Written exercise
Produce an exact transcription of the listing below, omitting the pictures.

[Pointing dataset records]
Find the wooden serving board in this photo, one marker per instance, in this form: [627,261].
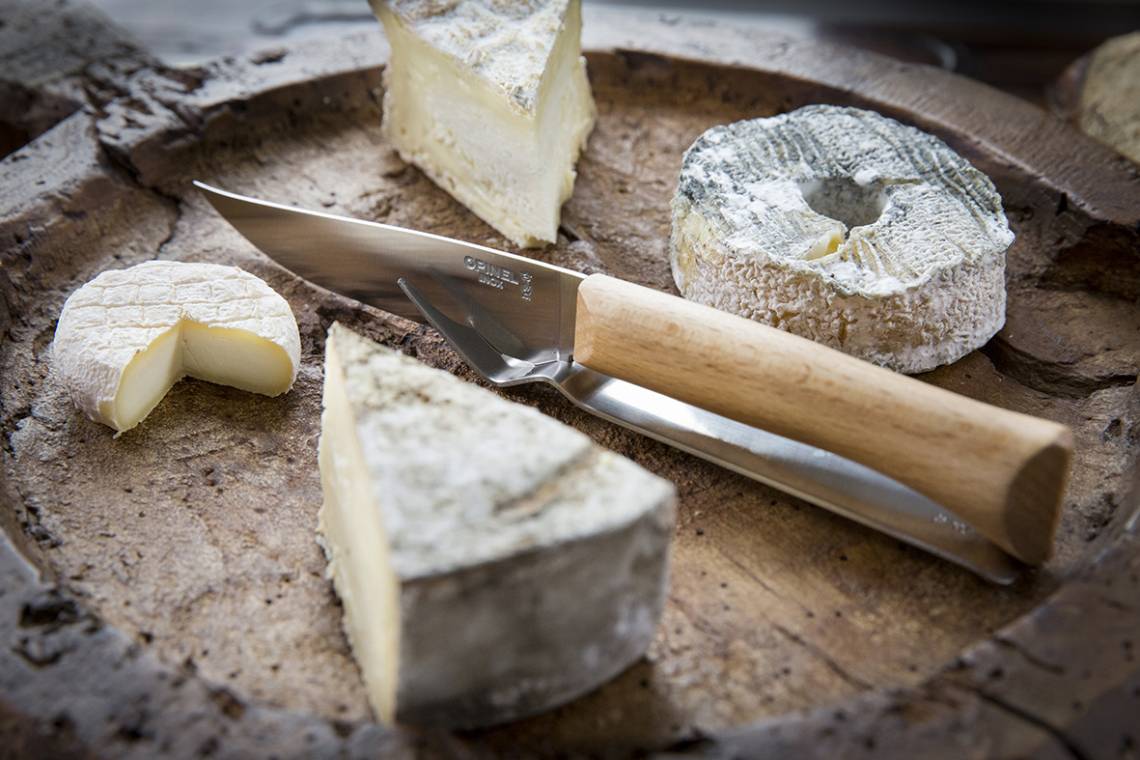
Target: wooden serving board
[162,590]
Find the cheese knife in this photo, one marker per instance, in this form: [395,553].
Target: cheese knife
[974,483]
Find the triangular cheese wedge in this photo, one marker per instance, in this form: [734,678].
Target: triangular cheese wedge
[490,99]
[491,562]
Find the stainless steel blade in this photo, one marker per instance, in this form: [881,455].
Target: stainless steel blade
[364,260]
[513,318]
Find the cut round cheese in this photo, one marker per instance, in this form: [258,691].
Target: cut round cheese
[847,228]
[127,336]
[490,100]
[491,562]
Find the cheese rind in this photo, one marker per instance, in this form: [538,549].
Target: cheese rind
[491,562]
[127,336]
[1109,103]
[847,228]
[491,101]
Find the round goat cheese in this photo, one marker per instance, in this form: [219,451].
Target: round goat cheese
[127,336]
[847,228]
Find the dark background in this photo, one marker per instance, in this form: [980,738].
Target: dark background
[1019,46]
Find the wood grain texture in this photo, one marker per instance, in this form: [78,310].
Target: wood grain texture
[1001,472]
[176,604]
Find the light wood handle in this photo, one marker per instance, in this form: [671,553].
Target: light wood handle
[1001,472]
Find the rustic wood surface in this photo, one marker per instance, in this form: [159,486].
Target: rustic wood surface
[179,603]
[1000,471]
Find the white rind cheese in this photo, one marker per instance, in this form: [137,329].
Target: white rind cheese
[847,228]
[490,100]
[127,336]
[491,562]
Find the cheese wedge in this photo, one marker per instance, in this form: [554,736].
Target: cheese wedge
[490,99]
[846,228]
[127,336]
[491,562]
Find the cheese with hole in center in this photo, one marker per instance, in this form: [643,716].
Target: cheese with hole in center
[127,336]
[490,100]
[491,561]
[847,228]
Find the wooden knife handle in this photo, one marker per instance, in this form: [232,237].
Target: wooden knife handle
[1001,472]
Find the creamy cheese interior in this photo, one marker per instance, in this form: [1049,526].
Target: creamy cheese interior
[357,546]
[511,164]
[218,354]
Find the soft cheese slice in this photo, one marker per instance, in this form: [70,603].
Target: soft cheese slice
[847,228]
[127,336]
[491,561]
[490,99]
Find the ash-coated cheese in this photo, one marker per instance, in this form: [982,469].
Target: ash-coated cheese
[1109,104]
[491,562]
[490,100]
[847,228]
[127,336]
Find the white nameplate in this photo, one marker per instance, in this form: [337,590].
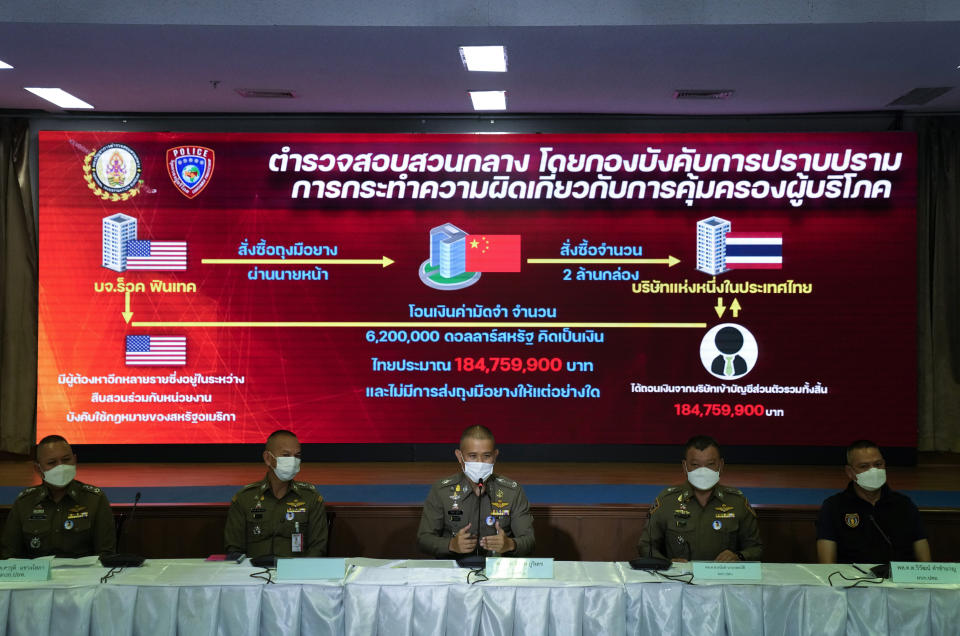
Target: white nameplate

Output below
Find the wooden serving board in this photo, one marker per instance, in this form: [627,261].
Target: wooden serving board
[162,590]
Find the cheese knife in this photo, one marker per instance, in this form: [395,553].
Target: cheese knife
[974,483]
Find the triangular cheese wedge in this photo, one marker per instance, in this form: [734,678].
Target: triangular cheese wedge
[490,99]
[491,562]
Find the stainless steel blade in this photo, one marker per instance, in this form: [881,455].
Target: stainless steel blade
[364,260]
[513,318]
Find the cut round cheese in this photo, one marker per instance, in this form: [258,691].
Target: cut round cheese
[847,228]
[127,336]
[490,100]
[491,562]
Find the cheese rind in this photo, one marker per instance, in this form: [538,549].
Target: cheese rind
[491,562]
[127,336]
[1109,103]
[847,228]
[491,101]
Find the round goat cheese in this photo, one marker per instance, in this form: [219,451].
Target: round goat cheese
[127,336]
[847,228]
Find the dark background in this photo, one marker per instance, in this form: [980,738].
Target: dark background
[1019,46]
Find the wood grain texture in this photo, one marker per instance, in this form: [78,310].
Target: wood grain texture
[1001,472]
[176,604]
Find the light wood handle in this photo, one marker per instance, in this form: [671,553].
Target: light wood handle
[1001,472]
Find the rustic wood surface in this photo, one marker per instance, in this form: [159,486].
Target: rustic wood surface
[179,603]
[1000,471]
Find the white rind cheese in this photo, one marker per instance, in this form: [137,329].
Target: white rind cheese
[847,228]
[490,100]
[127,336]
[491,562]
Find the cheese wedge in this photo, one marker per instance, in this form: [554,736].
Target: cheese wedge
[490,99]
[846,228]
[127,336]
[491,562]
Find the cheese with hole in center in this photo, one marker per instance, in this form: [643,716].
Target: cheese with hole in center
[127,336]
[490,100]
[491,561]
[847,228]
Find the wooden knife handle in this photo, one marker per instance, in this form: [232,237].
Target: wooden knife handle
[1001,472]
Find the creamy cheese interior in this photo, one marker per instance, in this form: [1049,526].
Target: creamy cheese interior
[357,546]
[511,164]
[218,354]
Find the soft cheese slice in this photo, one marker per instance, in this form: [70,603].
Target: soft cheese slice
[847,228]
[127,336]
[491,561]
[490,99]
Find the ash-coated cheese in this photo, one marker per instance, in this form: [982,469].
Target: ash-coated cheese
[1109,104]
[491,562]
[490,100]
[847,228]
[127,336]
Find the white nameplate in this photo, one marker per instance, in this form: [337,590].
Target: white nameplate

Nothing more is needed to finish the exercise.